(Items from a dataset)
_ _ _ _

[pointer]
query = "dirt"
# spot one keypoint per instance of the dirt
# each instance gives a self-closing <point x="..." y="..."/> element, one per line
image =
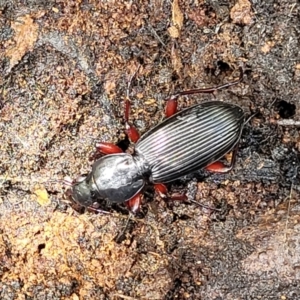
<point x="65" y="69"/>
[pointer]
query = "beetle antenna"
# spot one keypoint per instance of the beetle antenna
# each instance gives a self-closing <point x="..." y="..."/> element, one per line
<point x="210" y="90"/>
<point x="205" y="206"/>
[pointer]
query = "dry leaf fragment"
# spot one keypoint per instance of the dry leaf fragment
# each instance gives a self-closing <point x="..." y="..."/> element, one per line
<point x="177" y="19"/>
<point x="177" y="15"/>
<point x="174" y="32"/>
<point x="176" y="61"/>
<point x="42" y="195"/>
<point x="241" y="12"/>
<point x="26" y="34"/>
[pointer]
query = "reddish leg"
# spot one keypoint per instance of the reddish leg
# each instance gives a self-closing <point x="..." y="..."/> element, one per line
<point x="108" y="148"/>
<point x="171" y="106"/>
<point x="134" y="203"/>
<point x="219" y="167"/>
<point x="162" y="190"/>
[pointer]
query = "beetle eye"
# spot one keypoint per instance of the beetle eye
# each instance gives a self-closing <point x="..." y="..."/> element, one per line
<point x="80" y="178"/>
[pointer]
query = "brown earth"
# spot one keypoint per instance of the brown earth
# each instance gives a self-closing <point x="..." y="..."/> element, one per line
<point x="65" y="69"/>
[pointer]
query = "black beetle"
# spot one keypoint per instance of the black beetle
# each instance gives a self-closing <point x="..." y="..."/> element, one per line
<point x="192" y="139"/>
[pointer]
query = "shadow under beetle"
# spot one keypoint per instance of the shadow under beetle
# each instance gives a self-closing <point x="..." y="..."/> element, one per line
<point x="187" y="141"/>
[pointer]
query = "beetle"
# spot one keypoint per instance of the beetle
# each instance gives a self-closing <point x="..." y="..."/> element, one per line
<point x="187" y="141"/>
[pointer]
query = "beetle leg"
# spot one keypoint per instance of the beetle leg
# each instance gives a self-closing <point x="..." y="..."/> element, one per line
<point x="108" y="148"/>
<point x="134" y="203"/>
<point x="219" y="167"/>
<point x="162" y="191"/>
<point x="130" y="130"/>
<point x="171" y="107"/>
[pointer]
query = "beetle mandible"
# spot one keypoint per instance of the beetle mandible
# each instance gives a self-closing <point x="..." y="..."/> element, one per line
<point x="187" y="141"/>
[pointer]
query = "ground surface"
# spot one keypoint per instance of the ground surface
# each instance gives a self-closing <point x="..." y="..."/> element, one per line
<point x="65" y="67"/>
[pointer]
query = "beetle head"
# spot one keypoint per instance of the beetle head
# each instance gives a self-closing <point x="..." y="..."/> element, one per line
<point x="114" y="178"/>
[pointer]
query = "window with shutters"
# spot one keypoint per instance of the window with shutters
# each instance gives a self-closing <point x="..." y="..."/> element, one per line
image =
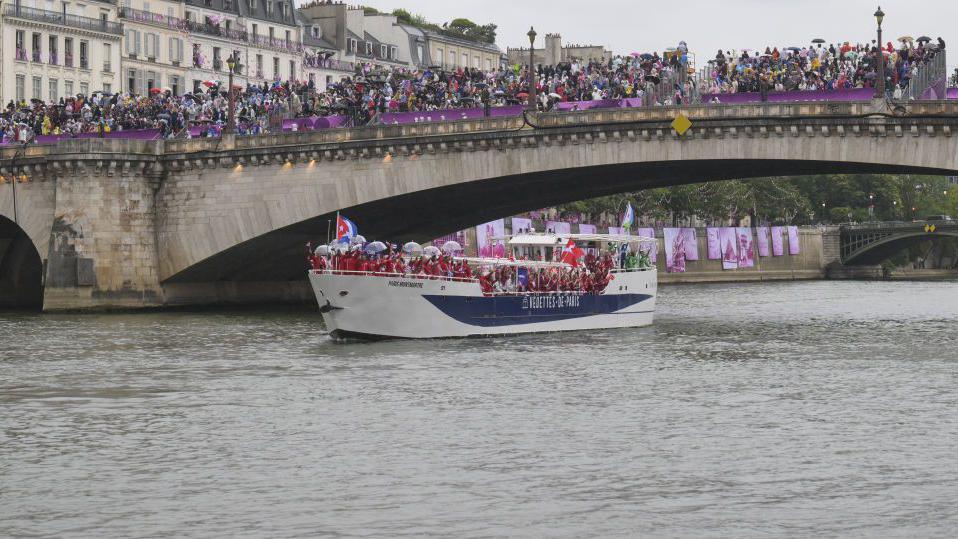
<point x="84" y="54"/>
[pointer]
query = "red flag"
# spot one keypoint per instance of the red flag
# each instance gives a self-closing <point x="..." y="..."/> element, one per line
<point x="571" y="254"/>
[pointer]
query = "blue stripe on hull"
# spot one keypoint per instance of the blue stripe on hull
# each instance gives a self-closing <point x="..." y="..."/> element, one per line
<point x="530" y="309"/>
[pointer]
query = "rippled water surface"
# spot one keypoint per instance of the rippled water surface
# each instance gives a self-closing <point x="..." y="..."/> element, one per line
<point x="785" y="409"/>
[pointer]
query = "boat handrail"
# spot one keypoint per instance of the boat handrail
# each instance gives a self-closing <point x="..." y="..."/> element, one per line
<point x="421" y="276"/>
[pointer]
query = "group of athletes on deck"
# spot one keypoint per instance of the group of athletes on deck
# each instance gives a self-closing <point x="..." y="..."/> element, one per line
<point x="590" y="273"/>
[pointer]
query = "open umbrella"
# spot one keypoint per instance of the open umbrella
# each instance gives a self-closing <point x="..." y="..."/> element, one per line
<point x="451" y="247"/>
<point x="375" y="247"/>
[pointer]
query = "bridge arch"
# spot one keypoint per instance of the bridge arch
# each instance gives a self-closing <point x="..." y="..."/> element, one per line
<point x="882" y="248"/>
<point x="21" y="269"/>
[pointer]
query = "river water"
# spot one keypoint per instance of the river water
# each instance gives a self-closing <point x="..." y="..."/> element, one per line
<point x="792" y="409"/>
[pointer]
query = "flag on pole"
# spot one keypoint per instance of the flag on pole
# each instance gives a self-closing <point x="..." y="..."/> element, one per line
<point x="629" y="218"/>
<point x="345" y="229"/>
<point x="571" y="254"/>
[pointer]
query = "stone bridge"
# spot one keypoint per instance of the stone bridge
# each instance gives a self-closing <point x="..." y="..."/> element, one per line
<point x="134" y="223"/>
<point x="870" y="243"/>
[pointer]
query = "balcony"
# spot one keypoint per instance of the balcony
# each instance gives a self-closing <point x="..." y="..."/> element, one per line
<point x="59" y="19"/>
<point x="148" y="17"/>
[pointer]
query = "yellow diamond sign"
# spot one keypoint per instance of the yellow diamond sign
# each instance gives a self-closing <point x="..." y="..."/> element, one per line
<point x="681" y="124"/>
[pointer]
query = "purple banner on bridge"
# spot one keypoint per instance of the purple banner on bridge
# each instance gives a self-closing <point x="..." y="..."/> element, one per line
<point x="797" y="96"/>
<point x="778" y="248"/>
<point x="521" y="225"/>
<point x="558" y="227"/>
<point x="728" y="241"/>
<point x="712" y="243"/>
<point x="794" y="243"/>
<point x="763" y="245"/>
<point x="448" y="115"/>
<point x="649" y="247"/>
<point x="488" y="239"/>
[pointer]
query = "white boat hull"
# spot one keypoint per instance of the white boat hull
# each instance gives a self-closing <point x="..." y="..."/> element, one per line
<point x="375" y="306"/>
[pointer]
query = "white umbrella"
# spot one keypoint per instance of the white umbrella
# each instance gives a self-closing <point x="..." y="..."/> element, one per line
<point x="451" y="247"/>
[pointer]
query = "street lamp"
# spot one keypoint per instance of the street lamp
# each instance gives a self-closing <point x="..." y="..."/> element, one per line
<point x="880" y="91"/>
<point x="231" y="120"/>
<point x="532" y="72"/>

_ _ _ _

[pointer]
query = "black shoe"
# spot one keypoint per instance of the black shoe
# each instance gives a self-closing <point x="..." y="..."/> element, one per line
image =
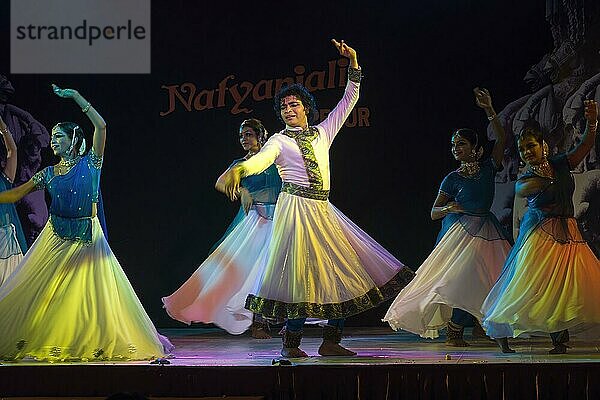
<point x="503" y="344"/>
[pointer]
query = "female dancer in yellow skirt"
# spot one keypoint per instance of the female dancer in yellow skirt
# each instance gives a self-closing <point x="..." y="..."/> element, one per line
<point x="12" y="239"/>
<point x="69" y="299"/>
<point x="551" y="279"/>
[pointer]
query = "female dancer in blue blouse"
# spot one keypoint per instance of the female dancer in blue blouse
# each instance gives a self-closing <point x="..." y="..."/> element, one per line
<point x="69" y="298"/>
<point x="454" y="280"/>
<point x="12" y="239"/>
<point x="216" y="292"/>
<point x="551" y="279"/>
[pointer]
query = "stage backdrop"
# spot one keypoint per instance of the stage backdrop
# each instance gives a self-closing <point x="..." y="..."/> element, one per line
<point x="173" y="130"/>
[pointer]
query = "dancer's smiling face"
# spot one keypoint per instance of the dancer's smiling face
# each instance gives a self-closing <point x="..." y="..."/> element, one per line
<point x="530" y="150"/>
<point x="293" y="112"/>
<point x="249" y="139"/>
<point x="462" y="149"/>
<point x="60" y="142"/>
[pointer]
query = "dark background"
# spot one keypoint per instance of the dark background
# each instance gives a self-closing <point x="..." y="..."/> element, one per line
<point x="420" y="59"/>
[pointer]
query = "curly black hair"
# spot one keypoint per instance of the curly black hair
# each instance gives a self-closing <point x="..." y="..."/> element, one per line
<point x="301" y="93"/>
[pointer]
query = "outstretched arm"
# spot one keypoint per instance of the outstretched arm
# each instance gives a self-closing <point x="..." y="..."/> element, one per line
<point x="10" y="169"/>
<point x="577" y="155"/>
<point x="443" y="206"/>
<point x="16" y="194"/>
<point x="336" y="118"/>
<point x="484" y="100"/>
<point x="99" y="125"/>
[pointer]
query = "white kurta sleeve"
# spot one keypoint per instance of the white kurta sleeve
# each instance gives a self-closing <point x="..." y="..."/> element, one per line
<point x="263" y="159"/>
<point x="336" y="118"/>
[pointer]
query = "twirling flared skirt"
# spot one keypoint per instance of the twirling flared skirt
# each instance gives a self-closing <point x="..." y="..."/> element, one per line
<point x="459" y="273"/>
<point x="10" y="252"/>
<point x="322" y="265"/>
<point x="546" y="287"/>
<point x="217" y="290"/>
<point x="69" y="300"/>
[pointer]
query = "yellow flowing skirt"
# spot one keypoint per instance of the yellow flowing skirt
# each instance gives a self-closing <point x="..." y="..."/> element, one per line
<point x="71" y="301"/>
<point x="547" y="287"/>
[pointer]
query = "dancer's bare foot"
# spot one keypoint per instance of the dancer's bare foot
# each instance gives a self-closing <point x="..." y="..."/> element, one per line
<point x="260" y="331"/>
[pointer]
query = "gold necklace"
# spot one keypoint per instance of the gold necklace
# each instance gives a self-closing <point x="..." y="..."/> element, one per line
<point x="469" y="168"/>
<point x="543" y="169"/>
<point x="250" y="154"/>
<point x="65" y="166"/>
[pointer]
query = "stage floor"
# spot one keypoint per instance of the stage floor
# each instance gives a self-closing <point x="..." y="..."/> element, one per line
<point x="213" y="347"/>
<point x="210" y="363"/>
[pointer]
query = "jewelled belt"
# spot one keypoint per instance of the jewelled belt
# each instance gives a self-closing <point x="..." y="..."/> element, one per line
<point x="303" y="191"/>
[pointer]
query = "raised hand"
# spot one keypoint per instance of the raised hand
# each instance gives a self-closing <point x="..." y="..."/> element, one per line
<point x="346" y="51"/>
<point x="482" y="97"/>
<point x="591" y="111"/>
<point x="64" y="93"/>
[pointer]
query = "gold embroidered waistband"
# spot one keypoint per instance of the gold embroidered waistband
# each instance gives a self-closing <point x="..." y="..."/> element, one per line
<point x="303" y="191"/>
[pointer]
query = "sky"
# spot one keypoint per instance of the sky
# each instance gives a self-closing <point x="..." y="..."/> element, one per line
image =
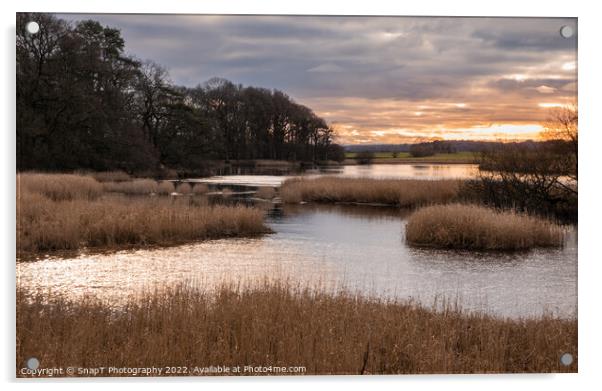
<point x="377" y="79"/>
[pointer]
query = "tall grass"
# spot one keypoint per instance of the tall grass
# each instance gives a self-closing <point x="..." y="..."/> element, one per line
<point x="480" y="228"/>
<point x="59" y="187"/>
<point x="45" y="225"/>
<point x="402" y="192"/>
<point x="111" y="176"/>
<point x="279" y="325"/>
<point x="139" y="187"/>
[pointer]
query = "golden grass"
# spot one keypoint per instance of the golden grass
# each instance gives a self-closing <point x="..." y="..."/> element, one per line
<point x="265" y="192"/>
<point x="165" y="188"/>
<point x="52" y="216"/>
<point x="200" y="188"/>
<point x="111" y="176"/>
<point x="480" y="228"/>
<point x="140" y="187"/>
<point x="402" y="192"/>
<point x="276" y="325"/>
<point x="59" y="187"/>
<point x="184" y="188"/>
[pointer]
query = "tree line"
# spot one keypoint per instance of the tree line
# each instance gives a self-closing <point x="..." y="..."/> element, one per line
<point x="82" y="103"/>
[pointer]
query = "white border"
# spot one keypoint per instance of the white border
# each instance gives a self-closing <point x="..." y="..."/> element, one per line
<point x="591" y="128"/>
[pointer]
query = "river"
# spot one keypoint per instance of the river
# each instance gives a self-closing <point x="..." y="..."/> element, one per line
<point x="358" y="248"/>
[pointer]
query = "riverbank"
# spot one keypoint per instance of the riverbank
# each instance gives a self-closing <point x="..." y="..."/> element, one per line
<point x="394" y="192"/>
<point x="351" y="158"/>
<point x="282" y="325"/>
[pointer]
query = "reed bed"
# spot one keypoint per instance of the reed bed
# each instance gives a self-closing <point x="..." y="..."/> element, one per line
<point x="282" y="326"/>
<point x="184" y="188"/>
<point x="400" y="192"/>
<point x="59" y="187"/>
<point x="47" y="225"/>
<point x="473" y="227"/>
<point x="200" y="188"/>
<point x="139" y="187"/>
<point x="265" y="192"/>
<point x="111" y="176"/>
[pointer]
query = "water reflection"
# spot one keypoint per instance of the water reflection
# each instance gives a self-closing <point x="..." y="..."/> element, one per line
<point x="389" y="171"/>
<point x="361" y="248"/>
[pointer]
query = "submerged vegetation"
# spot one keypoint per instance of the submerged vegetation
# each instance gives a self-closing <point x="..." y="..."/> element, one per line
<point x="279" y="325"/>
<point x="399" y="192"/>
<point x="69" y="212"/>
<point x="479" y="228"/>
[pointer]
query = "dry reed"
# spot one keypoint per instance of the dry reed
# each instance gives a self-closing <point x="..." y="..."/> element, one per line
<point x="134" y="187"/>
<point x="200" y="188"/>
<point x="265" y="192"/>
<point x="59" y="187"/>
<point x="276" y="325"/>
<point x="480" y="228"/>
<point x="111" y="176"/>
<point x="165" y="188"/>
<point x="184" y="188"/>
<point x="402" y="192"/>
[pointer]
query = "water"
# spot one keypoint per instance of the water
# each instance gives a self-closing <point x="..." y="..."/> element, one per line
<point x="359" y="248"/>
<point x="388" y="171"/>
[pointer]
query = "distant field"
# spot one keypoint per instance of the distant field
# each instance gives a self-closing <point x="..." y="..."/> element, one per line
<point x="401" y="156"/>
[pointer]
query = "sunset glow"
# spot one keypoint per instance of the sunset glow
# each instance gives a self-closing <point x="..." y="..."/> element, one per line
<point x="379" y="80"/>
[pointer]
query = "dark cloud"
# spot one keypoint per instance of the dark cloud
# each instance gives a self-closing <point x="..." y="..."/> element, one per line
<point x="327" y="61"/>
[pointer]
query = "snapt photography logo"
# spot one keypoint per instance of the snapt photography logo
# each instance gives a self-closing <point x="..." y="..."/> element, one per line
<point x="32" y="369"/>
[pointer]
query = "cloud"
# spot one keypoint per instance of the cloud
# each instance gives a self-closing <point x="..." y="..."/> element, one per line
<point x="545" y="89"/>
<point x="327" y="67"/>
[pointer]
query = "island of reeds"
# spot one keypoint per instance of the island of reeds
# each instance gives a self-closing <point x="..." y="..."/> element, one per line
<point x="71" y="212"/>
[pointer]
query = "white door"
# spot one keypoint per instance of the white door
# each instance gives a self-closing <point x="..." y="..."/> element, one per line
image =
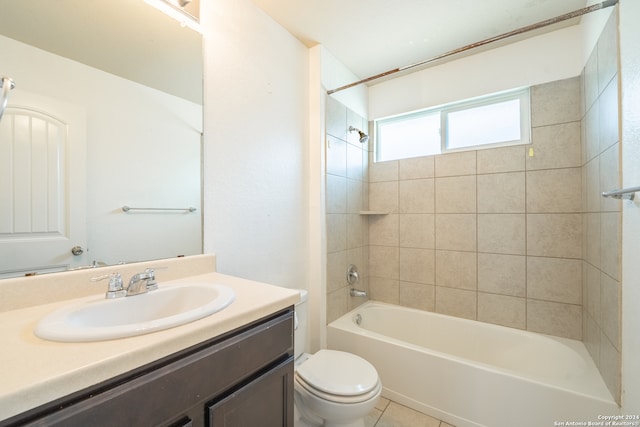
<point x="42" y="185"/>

_ _ _ _

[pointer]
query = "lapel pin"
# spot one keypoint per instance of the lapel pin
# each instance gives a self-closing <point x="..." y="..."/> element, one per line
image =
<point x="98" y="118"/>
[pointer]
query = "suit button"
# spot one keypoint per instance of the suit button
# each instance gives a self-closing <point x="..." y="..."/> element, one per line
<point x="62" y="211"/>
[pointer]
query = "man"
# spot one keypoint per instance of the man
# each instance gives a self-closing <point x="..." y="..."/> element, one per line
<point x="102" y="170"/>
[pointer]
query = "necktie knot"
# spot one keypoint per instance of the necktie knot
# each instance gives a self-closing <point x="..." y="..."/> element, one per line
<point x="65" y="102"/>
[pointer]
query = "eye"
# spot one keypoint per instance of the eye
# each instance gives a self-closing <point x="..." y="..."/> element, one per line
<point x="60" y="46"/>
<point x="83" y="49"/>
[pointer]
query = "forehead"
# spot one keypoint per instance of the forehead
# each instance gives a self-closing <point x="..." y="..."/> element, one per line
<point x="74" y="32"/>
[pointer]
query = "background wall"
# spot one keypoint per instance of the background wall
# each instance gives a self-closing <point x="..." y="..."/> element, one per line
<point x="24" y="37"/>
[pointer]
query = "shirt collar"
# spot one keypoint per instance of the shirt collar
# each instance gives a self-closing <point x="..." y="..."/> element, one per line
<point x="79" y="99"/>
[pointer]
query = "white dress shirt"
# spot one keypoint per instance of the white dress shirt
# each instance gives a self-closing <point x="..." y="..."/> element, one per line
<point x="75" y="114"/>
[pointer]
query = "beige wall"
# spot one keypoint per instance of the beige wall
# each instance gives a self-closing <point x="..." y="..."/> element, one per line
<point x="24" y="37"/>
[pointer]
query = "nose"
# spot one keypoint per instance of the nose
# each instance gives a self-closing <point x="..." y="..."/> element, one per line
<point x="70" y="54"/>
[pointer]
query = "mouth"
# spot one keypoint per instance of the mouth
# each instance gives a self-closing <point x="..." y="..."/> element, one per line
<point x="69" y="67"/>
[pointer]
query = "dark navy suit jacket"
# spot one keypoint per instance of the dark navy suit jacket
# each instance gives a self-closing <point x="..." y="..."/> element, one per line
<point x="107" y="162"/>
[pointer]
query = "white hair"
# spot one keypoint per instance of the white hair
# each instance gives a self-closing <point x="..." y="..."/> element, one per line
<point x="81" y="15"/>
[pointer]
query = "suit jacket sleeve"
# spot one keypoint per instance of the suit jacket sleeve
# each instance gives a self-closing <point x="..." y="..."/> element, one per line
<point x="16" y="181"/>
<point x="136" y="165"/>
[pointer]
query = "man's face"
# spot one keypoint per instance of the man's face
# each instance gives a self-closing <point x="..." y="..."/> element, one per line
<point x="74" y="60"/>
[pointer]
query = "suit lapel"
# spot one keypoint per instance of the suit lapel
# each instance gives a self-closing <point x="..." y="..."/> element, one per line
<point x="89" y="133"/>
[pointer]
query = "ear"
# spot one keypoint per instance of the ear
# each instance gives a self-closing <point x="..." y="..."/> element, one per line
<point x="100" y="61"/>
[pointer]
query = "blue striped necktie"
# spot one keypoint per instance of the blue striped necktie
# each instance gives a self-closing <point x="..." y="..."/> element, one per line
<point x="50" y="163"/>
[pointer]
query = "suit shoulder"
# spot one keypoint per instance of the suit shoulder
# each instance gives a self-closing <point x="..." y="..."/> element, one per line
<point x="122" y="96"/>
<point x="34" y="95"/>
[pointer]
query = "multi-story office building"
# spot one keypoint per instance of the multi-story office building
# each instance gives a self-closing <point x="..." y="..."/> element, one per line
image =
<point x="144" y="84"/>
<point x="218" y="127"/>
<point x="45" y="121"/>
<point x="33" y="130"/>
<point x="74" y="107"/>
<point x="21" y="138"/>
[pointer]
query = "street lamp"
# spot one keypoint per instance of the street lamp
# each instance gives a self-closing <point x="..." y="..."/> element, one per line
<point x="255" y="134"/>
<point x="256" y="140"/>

_ _ _ _

▶ Task brief: Find every line in the records that contains the word "diamond", and copy each of those lines.

▶ Finished task:
query = "yellow diamond sign"
# spot one keypoint per instance of the yellow diamond sign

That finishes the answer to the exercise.